▶ Stated problem A: Condense the paragraph of the editor's letter that begins "Previously, even the smallest imbalances" into a short bulleted list that keeps its main facts.
▶ Stated problem B: Decide whether each statement agrees with the editor's letter, answering yes or no and quoting the words of the letter that settle it: (i) The post stayed in the author's mental drafts for almost a year. (ii) The author has never believed there is light at the end of the tunnel. (iii) The author wants to be known as someone who understands that the messages put out carry weight.
▶ Stated problem C: Rewrite the passage of the editor's letter starting at "Let go and embrace" and ending at "all at once.", renaming "mailbox" to "inbox".

▶ Text to read:
.....
Editor's Letter: A Year in the Sun aka Thoughts on a Lost Identity

Let go and embrace the uncertainty. There you will find real renewal

Words: Hanna-Amanda Pant

Image: Author’s own

Image: Author’s own

Foreword

Hardly ever a post stays in my mental mailbox draft section for almost a year. A subject so hard to communicate without revealing my long guarded insecurities. Yet the more I tried to expel the narrative from seeing the daylight, the more it tried to push through; wrap its ugly claws around my chest and tear me in halves. It takes a ton of courage to finally embrace the vulnerability of revealing something from the depths of my scratched creative heart, yet without making it sound like honesty curated. As if, through this act of stripping bare and jotting down these words, everything and nothing is at stake, all at once. 

Previously, even the smallest imbalances and unexpected bumps taking ahold of my life and dragging me into directions unknown would cause a tremendous alert-state in me, and all my creative production would grind to a bitter, nonexistent halt. I have always believed there is light out there somewhere at the end of the tunnel. But in order to walk towards it and grasp it, I would have to take charge of my own creative endeavours, and guard them with care. Yet I cannot exist if I do not create. Period and full stop. Maybe that’s the first step to my disillusionment; phasing out all the 9-5 jobs in fantastic, lively big cities. And seeking fulfilment merely out of my creativity. That unconventional career path many of us dread to embark on. The way out of those heavy layers of melancholic darkness that have guided me all my life, like a bad hallucination, often invisible to the public eye. What do you actually do when putting up another facade seems just wrong? Most of all, I want to be known as the woman who understands the messages I put out there do carry weight.
.....
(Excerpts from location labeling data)

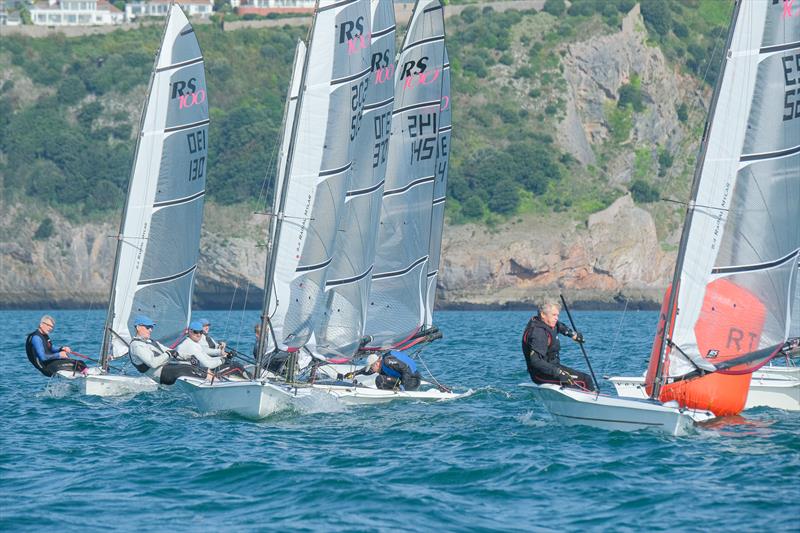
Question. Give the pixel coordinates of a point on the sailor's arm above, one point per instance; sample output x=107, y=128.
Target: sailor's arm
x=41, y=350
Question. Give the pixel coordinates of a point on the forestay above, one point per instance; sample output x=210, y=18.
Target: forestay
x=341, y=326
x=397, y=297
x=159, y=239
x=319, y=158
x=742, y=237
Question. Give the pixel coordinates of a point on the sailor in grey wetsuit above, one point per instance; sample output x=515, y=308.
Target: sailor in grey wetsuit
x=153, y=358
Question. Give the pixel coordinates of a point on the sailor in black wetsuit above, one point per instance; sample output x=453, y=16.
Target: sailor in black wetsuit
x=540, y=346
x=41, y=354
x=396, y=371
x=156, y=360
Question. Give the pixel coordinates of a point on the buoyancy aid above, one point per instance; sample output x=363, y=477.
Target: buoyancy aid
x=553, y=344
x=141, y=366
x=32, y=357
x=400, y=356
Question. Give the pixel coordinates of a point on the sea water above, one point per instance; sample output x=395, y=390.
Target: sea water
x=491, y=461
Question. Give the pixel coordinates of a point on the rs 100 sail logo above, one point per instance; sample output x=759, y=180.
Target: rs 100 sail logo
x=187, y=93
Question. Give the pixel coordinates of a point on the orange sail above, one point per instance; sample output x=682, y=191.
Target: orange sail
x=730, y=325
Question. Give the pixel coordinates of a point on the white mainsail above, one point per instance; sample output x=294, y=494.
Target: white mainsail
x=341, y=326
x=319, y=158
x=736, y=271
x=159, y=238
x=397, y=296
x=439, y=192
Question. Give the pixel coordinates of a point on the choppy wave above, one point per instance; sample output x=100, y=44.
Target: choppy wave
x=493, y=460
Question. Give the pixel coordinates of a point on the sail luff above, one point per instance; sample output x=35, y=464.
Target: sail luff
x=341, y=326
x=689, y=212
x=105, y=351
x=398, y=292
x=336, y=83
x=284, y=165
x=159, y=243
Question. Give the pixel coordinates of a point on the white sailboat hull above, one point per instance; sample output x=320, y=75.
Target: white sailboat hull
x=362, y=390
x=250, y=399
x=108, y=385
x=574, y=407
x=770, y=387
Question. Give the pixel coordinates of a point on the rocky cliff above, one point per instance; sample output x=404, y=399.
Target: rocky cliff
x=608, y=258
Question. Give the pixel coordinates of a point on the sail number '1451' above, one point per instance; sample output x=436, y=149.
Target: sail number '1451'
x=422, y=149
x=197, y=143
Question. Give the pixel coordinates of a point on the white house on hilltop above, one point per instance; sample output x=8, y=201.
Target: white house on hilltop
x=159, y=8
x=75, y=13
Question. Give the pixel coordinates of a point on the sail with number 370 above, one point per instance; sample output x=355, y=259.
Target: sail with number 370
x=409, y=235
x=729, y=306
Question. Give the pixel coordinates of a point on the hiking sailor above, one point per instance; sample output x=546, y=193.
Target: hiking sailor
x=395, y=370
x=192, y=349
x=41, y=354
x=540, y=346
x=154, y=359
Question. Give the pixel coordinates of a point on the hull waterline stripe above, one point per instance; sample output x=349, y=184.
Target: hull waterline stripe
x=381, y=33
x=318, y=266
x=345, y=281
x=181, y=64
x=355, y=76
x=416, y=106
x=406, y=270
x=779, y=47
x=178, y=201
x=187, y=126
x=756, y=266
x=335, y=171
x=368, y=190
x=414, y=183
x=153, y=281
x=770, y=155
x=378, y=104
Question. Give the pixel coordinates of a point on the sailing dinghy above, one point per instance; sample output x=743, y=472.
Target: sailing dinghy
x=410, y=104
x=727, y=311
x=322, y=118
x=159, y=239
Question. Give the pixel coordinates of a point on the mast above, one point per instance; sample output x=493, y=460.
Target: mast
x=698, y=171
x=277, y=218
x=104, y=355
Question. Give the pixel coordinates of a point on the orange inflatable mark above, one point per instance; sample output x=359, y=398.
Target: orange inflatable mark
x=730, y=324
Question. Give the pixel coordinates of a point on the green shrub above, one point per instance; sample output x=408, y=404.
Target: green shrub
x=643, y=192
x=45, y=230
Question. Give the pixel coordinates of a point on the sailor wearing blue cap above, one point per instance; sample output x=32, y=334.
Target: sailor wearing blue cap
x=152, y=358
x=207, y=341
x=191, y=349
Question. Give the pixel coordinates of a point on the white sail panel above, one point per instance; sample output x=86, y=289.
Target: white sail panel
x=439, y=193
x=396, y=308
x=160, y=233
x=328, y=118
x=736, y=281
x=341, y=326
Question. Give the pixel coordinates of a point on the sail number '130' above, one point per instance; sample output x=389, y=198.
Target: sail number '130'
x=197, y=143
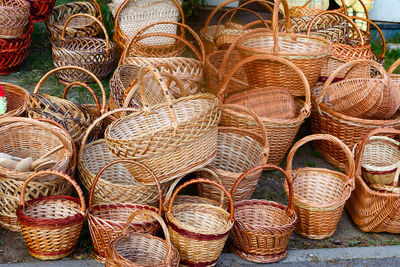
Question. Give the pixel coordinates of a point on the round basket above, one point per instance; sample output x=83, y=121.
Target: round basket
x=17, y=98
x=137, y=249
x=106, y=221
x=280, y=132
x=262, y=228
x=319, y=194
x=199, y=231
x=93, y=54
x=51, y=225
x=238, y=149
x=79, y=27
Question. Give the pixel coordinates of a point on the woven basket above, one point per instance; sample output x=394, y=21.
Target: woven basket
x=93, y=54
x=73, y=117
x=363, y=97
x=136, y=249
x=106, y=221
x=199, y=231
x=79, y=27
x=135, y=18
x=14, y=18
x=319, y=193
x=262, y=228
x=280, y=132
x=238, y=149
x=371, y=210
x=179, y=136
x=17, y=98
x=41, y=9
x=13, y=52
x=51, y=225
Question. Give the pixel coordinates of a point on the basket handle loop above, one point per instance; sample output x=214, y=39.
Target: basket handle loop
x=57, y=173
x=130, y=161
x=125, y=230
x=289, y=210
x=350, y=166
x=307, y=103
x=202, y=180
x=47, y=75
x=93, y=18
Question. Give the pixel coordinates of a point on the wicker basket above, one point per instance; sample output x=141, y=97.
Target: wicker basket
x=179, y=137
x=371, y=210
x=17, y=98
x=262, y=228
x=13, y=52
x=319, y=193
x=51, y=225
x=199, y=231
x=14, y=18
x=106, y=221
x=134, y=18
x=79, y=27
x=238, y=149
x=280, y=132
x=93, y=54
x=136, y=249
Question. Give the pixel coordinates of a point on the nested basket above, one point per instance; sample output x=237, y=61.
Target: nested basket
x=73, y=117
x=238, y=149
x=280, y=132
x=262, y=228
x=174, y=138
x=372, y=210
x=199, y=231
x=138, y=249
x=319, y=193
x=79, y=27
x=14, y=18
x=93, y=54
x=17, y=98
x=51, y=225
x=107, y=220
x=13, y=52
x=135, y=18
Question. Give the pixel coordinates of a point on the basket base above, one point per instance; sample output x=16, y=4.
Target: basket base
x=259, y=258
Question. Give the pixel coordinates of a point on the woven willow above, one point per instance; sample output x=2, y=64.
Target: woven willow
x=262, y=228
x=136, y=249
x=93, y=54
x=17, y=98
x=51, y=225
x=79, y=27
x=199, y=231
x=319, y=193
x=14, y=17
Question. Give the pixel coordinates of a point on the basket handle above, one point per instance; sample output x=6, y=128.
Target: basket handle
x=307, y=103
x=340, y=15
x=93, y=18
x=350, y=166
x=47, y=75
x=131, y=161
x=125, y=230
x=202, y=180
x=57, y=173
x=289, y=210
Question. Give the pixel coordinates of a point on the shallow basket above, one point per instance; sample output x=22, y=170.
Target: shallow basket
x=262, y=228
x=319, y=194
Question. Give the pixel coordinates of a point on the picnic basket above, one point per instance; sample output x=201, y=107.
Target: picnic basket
.....
▶ Correct answer A:
- In the past, even small imbalances and unexpected bumps put the author in a state of alarm and brought all creative work to a halt.
- The author has always believed there is light at the end of the tunnel, but reaching it means taking charge of creative endeavors and guarding them with care.
- The author cannot exist without creating.
- Perhaps the first step was phasing out 9-5 jobs in lively big cities and seeking fulfillment only through creativity, an unconventional career path many dread.
- That path is a way out of the melancholic darkness that has guided the author's life, often invisible to the public eye.
- The author asks what to do when putting up another facade seems wrong.
- Above all, the author wants to be known as the woman who understands that the messages put out carry weight.

▶ Correct answer B:
(i) Yes: "Hardly ever a post stays in my mental mailbox draft section for almost a year."
(ii) No: "I have always believed there is light out there somewhere at the end of the tunnel."
(iii) Yes: "Most of all, I want to be known as the woman who understands the messages I put out there do carry weight."

▶ Correct answer C:
Let go and embrace the uncertainty. There you will find real renewal

Words: Hanna-Amanda Pant

Image: Author’s own

Image: Author’s own

Foreword

Hardly ever a post stays in my mental inbox draft section for almost a year. A subject so hard to communicate without revealing my long guarded insecurities. Yet the more I tried to expel the narrative from seeing the daylight, the more it tried to push through; wrap its ugly claws around my chest and tear me in halves. It takes a ton of courage to finally embrace the vulnerability of revealing something from the depths of my scratched creative heart, yet without making it sound like honesty curated. As if, through this act of stripping bare and jotting down these words, everything and nothing is at stake, all at once.